[Referring expression pointing data]
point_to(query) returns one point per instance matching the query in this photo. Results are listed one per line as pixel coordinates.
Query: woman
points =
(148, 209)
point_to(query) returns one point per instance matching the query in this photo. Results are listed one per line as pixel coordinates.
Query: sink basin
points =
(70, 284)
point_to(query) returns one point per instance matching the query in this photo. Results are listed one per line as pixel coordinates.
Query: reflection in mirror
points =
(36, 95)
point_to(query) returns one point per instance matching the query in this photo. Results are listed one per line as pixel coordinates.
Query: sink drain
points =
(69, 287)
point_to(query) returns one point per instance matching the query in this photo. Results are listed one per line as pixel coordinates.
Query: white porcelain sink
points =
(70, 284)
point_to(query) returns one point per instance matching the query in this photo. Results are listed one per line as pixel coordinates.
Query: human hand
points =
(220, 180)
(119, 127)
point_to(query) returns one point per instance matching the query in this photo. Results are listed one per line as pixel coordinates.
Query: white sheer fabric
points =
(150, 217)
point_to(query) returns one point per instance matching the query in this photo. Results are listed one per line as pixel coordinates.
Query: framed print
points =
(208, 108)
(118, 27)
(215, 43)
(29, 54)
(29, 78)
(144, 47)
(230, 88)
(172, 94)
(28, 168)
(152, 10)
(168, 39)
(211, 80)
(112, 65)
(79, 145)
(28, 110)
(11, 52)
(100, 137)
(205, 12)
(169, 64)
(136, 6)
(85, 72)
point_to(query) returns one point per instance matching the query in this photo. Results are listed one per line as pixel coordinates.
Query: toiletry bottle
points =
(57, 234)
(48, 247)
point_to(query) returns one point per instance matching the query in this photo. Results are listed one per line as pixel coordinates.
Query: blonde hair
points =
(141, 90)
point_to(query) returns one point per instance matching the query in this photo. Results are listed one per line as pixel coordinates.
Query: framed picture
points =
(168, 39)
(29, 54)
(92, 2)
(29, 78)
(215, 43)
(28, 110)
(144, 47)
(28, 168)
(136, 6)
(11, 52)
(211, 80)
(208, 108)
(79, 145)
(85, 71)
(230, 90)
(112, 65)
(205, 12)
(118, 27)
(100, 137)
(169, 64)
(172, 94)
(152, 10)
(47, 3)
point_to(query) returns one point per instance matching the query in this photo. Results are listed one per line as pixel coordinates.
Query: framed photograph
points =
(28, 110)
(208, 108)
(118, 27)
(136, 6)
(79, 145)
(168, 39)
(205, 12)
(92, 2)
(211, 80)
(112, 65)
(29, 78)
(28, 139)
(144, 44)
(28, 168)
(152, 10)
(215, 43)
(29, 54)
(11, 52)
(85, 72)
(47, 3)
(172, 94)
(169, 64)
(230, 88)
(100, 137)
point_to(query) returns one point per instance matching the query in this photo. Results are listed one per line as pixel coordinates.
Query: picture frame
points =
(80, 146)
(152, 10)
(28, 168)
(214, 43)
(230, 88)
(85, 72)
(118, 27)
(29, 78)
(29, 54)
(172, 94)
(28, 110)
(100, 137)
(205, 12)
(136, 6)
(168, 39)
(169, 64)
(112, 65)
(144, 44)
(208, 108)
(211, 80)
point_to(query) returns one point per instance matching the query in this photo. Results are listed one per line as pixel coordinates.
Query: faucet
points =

[EXERCISE REQUIREMENTS]:
Set all the entries above down again exactly.

[ANSWER]:
point_to(query) returns one point per instance matching the query in this photo. Results are listed one per line as pixel coordinates.
Query: woman
points =
(148, 209)
point_to(query) returns one point per instance matching the query in this photo. Results are listed one per line as pixel coordinates.
Query: sink basin
points =
(70, 284)
point_to(query) returns one point per instance matching the query in this photo. Results are listed one per line as pixel coordinates.
Query: reflection in mirror
points =
(36, 95)
point_to(query) returns one point per instance matching the query in this photo. Results are listed one per line as pixel coordinates.
Query: sink drain
points =
(69, 287)
point_to(query) returns one point per instance matching the query in this photo. Results are listed one per line as pixel coordinates.
Query: white porcelain sink
points =
(70, 284)
point_to(query) returns one point per instance matching the query in this photo. Results are listed one per line as pixel coordinates.
Query: human hand
points =
(220, 180)
(119, 127)
point_to(query) returns one point per instance matching the query in this photo. Results are listed one per line as pixel coordinates.
Query: white sheer fabric
points =
(150, 217)
point_to(query) returns one point per instance matching the query in this photo. Results are listed one per line as pixel coordinates.
Query: framed print
points =
(208, 108)
(118, 27)
(215, 43)
(29, 54)
(29, 78)
(144, 47)
(230, 88)
(172, 94)
(28, 168)
(152, 10)
(168, 39)
(211, 80)
(112, 65)
(79, 145)
(28, 110)
(11, 52)
(100, 137)
(205, 12)
(169, 64)
(136, 6)
(85, 72)
point_to(query) returns one point per instance matching the query in this photo. Results are listed one per line as pixel coordinates.
Query: toiletry bottle
points =
(57, 234)
(48, 247)
point_to(query) returns one point per instance matching the query in this photo. Results are listed one per line as pixel coordinates.
Query: blonde hair
points =
(141, 90)
point_to(query) returns one point per instance matching the query in this photo. Results are listed one per line as pixel coordinates.
Query: framed picture
points =
(168, 39)
(29, 54)
(92, 2)
(29, 78)
(215, 43)
(28, 110)
(144, 47)
(28, 168)
(136, 6)
(11, 52)
(211, 80)
(208, 108)
(79, 145)
(85, 71)
(230, 90)
(112, 65)
(205, 12)
(118, 27)
(100, 137)
(169, 64)
(172, 94)
(152, 10)
(47, 3)
point_to(query) returns one point per instance matching the query in this photo. Results are listed one per line as pixel coordinates.
Query: framed photograph
points =
(28, 110)
(208, 108)
(118, 27)
(136, 6)
(79, 145)
(168, 39)
(205, 12)
(92, 2)
(211, 80)
(112, 65)
(29, 78)
(28, 139)
(144, 44)
(28, 168)
(152, 10)
(215, 43)
(29, 54)
(11, 52)
(85, 72)
(47, 3)
(172, 94)
(169, 64)
(230, 88)
(100, 137)
point_to(query) returns one point per instance matching the query in this photo. Results are listed one per line as pixel coordinates.
Query: picture frame
points =
(80, 146)
(152, 10)
(28, 168)
(214, 43)
(230, 88)
(85, 72)
(118, 27)
(29, 78)
(29, 54)
(172, 94)
(28, 110)
(100, 137)
(205, 12)
(136, 6)
(168, 39)
(169, 64)
(112, 65)
(144, 44)
(208, 108)
(211, 80)
point_to(query) returns one point per instance matching the query in this photo. Results are listed one per line as pixel coordinates.
Query: faucet
points =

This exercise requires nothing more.